MATERIAL FOR THIS TASK START
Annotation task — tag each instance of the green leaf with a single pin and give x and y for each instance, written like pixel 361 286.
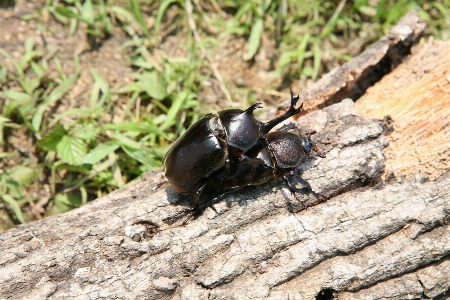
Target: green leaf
pixel 51 141
pixel 15 206
pixel 24 175
pixel 88 12
pixel 317 60
pixel 135 126
pixel 68 13
pixel 125 141
pixel 71 150
pixel 66 202
pixel 100 152
pixel 20 97
pixel 161 10
pixel 255 38
pixel 174 109
pixel 54 96
pixel 7 154
pixel 153 84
MATERIAL FOR THIS TASK END
All records should be output exactly, with the pictures left out.

Annotation task — tag each instance of the green leaf with a single pin and give x and y for each instance, written like pixel 361 286.
Target: green leaf
pixel 51 141
pixel 15 206
pixel 24 175
pixel 88 12
pixel 317 60
pixel 135 126
pixel 68 13
pixel 125 141
pixel 71 150
pixel 66 202
pixel 100 152
pixel 20 97
pixel 161 10
pixel 255 38
pixel 174 109
pixel 54 96
pixel 7 154
pixel 153 84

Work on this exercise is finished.